Task to carry out:
Repeat every line below exactly as it reads.

---------- Extracted material

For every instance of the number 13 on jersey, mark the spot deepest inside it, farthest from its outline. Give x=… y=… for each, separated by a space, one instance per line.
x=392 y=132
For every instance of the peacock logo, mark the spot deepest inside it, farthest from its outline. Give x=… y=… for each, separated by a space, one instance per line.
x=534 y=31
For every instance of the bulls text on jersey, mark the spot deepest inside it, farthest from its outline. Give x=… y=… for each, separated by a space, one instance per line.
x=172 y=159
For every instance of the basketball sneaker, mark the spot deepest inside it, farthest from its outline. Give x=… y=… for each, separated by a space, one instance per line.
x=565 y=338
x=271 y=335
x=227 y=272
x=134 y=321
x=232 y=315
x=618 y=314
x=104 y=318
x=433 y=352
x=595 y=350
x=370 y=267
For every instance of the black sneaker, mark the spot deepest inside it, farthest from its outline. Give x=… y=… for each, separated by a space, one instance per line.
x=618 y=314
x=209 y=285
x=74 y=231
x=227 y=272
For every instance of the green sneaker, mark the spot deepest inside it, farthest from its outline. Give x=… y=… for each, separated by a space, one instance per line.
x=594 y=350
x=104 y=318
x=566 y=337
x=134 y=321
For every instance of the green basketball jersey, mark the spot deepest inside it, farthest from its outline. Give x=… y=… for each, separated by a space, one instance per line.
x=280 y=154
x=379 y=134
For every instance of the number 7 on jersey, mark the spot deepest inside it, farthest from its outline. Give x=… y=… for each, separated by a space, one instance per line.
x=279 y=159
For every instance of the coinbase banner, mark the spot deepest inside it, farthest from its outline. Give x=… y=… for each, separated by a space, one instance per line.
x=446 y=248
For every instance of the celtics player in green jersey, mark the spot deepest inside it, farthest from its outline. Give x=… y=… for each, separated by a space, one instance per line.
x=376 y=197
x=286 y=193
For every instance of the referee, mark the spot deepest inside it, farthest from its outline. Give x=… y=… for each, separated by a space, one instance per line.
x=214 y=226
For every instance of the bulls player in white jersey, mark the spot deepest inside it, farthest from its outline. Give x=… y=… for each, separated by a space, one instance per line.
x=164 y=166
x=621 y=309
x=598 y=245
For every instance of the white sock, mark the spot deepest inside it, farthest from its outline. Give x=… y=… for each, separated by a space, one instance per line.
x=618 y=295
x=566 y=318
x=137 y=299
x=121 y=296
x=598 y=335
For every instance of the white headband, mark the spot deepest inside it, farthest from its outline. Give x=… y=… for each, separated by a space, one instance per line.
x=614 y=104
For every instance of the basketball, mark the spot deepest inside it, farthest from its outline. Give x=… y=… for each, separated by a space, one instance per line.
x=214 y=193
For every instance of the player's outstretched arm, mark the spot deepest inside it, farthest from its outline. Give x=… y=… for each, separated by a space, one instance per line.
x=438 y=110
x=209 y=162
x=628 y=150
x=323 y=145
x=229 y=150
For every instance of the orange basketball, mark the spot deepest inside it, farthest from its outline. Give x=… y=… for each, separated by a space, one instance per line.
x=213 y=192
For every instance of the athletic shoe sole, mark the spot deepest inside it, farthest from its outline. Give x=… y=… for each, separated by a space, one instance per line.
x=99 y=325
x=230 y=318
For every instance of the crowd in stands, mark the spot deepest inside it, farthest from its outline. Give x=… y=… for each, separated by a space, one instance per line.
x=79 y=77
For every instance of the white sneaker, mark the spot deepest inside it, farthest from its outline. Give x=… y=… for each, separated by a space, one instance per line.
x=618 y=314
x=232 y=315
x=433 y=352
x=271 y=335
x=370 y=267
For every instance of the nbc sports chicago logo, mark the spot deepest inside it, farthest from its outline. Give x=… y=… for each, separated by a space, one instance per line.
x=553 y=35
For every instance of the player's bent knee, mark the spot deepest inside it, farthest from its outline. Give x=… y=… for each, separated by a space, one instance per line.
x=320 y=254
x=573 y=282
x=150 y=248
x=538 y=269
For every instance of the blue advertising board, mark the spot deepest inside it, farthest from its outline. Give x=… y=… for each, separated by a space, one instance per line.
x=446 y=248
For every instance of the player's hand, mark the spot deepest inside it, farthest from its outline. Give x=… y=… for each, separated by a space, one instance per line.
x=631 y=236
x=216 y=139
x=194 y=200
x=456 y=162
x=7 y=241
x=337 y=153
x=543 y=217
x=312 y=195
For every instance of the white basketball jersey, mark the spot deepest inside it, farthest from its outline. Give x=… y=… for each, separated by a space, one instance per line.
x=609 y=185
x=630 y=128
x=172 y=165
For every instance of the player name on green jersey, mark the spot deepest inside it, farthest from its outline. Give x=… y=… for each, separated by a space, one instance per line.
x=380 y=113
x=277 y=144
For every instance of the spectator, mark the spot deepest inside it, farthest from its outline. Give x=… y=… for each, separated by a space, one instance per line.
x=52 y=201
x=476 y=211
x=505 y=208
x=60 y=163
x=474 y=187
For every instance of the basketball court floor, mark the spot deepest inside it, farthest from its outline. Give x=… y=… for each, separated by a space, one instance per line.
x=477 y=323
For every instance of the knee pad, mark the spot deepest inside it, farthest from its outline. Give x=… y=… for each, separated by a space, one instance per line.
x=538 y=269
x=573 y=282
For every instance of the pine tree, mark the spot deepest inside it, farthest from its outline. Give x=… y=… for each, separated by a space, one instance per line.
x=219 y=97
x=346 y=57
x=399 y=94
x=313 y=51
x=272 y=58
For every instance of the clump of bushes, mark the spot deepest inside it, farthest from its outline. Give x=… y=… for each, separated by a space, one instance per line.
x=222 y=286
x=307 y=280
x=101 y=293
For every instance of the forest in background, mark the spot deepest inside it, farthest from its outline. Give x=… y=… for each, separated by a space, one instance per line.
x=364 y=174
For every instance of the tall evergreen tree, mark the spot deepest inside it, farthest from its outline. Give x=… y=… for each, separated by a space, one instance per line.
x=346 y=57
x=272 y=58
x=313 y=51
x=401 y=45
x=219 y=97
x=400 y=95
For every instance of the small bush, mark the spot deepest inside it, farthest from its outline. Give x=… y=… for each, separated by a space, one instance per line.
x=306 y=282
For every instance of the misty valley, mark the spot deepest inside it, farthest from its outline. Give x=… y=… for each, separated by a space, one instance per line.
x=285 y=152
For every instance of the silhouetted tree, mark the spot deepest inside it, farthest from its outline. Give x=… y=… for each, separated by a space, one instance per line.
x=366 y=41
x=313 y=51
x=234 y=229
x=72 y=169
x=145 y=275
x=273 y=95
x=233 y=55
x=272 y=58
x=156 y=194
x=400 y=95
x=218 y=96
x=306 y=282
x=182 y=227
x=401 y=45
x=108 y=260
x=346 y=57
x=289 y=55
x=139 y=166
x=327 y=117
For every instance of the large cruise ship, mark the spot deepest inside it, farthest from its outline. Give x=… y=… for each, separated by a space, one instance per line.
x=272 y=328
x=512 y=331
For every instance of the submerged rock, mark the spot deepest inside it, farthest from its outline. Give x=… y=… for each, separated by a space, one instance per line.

--------------------

The answer:
For every instance of the number 13 on jersey, mark the spot deepest inside it, farthest from its outline. Give x=… y=… for each, separated by a space, one instance per line.
x=392 y=132
For every instance of the peacock logo, mark the spot deepest inside it, farthest from its outline. Give x=… y=… for each, separated by a space, one instance per line.
x=534 y=31
For every instance of the bulls text on jersey, mark the spot deepest inside it, farthest from its outline. Give x=… y=… for each, separated by a space, one instance per line.
x=172 y=159
For every instance of the basketball sneaker, mark the spot deepest inside it, farthest from its outline. Give x=… y=… for each, separated by a space, one instance per line.
x=565 y=338
x=271 y=335
x=227 y=272
x=134 y=321
x=232 y=315
x=618 y=314
x=104 y=318
x=433 y=352
x=595 y=350
x=370 y=267
For every instance of the black sneaker, mark the spot deepest inside it, farthest from its outline. Give x=… y=… for each, separated by a space, one instance per line.
x=618 y=314
x=209 y=285
x=74 y=231
x=227 y=272
For every instance of the green sneaker, mark the spot deepest inside it, farthest from its outline. Give x=… y=… for each, separated by a space, one instance per line.
x=594 y=350
x=104 y=318
x=566 y=337
x=134 y=321
For every instance of the green basketball jersey, mark the spot deepest inside it, farthest from its outline. Give x=… y=… for each, separated by a space, one instance per line.
x=280 y=154
x=379 y=134
For every instance of the number 7 on jersey, mark the spot deepest inside it, farthest from its outline. Give x=… y=… for each, separated by a space, one instance per line.
x=279 y=159
For every instance of the coinbase banner, mark the spot deepest inside it, farthest from its outline. Give x=… y=… for each, separated by a space, one instance per line.
x=446 y=248
For every instance of the celtics player in green jersey, mark the spot deepest inside it, farthest from its outline. Give x=… y=… for each, separated by a space, one instance per line.
x=376 y=197
x=286 y=193
For every instance of the referee, mark the spot deepest inside it, farthest from its outline. Give x=… y=… for each, separated by a space, one instance per line.
x=214 y=226
For every instance of the bulls player in white jersey, mark the spot deepest inside it, farthest from its outline. Give x=… y=… for each, separated by a space, one instance per line.
x=164 y=166
x=621 y=309
x=598 y=245
For every instance of the white sock, mark the spot deepest inside it, farthest from its outline. Give x=… y=… for each, separated by a space, one instance per line.
x=618 y=295
x=566 y=318
x=137 y=299
x=121 y=296
x=598 y=335
For every instance of the white headband, mark the spot deepest inside it, farthest from its outline. Give x=… y=… for each, separated by a space, one instance per line.
x=614 y=104
For every instance of the basketball, mark the spot deepest inside it, farthest from its outline. Give x=… y=… for each, separated by a space, one instance per line.
x=214 y=193
For every instance of the player's outstretched arm, mark the spot deepest inside it, farthest from its outline. Give x=… y=… for each, separated by a space, one instance per line.
x=438 y=110
x=209 y=162
x=628 y=150
x=323 y=145
x=229 y=150
For every instance of the orange basketball, mark the spot deepest inside it, farthest from its outline. Give x=… y=… for each, separated by a space, one instance per line.
x=213 y=192
For every instance of the athletic shoe sole, mark the spot deepest inside it, farthest from its outline. Give x=… y=… for each, separated by a space, one instance per line.
x=99 y=325
x=230 y=318
For every instance of the crowd in stands, mark the spot deepest inside it, farthest from its outline. Give x=… y=… for each, separated by a space, one instance per line.
x=79 y=77
For every instance of the white sneaker, mark the spot deepest inside it, farthest from its outline. Give x=… y=… for each, separated by a space, one instance per line.
x=618 y=314
x=232 y=315
x=433 y=352
x=271 y=335
x=370 y=267
For every instance of the nbc sports chicago logo, mark the spot deepest inside it, farthest from its outline. Give x=… y=… for each, separated by a space, one instance per line.
x=553 y=35
For every instance of the player's bent knee, mark the spot deepest inside it, farthest from its outline. Give x=… y=… for each, separated by a space, one instance per line.
x=320 y=254
x=573 y=282
x=150 y=248
x=538 y=269
For every instance of the blue advertising board, mark the spot deepest inside it, farthest from its outline. Give x=… y=… for each, separated by a space, one instance per line.
x=446 y=248
For every instance of the player's hand, mark the spot deepest inside it, farthest from its outline. Give x=… y=… for each, separated by a space, one instance per line.
x=631 y=236
x=216 y=139
x=194 y=200
x=456 y=162
x=7 y=241
x=337 y=153
x=543 y=217
x=312 y=195
For every instance of the white basketball jersey, mark the spot deepest inside it, farthest from its outline. Give x=… y=… for each, separated by a space, one instance per line.
x=609 y=185
x=630 y=128
x=172 y=165
For every instance of the player name on green jersey, mark the spot deepest inside it, farthest from its outline. Give x=… y=… for each, separated by a space, one instance per line.
x=380 y=113
x=277 y=144
For every instance of the spectator, mark the spot deepest inside it, farthest from its outline. Give x=… y=… for each, separated by a space, one instance per line.
x=52 y=201
x=476 y=211
x=505 y=208
x=60 y=163
x=474 y=187
For every instance of the basketball court floor, mark the spot deepest inside it, farthest from its outline. Give x=… y=… for each, separated by a space, one instance per line.
x=477 y=323
For every instance of the knee pad, mark the spot deepest inside it, farthest from its outline. Give x=… y=… for each, separated by a space, one instance per line.
x=538 y=269
x=573 y=282
For every instance of the pine tree, mark the spot deepest inside it, farthest from its outline. Give x=… y=… for each, separated by a space, one instance per line.
x=219 y=97
x=346 y=57
x=399 y=94
x=313 y=51
x=272 y=58
For every instance of the clump of bushes, mark the spot deepest inside it, farthest from its outline. Give x=… y=… for each, separated by a space, one instance per line.
x=222 y=286
x=307 y=280
x=101 y=293
For every instance of the forest in background, mark the spot deepest inside it, farthest from its outline. Give x=… y=… for each, separated by a space, one instance per line.
x=364 y=174
For every instance of the tall evergreen tree, mark the spot deepest inside it, farthest from its outline. Give x=… y=… for each, separated by a space, one instance per line.
x=346 y=57
x=272 y=58
x=313 y=51
x=401 y=45
x=219 y=97
x=400 y=95
For every instance of the small bush, mark the spot deepest inside it, farthest from its outline. Give x=… y=… for each, separated by a space, one instance per line.
x=306 y=282
For every instance of the misty valley, mark the spot deepest inside it, farthest from its outline. Give x=… y=… for each, separated by a space, one instance per line.
x=285 y=152
For every instance of the silhouetted tree, mark the spot deepest inside it, farthest from its outline. Give x=… y=… for each, separated by a space, one instance per line.
x=366 y=41
x=313 y=51
x=234 y=229
x=72 y=169
x=145 y=275
x=273 y=95
x=233 y=55
x=272 y=58
x=156 y=194
x=400 y=95
x=218 y=96
x=306 y=282
x=182 y=227
x=401 y=45
x=108 y=260
x=346 y=57
x=289 y=55
x=139 y=166
x=327 y=117
For every instance of the large cruise ship, mark the spot deepest inside it, farthest from its outline. Give x=… y=… for each, separated by a space, one instance per line.
x=272 y=328
x=512 y=331
For every instance of the submerged rock, mark the spot deepest inside it, farthest from its outline. Give x=… y=… for each, separated by a space, one instance per line.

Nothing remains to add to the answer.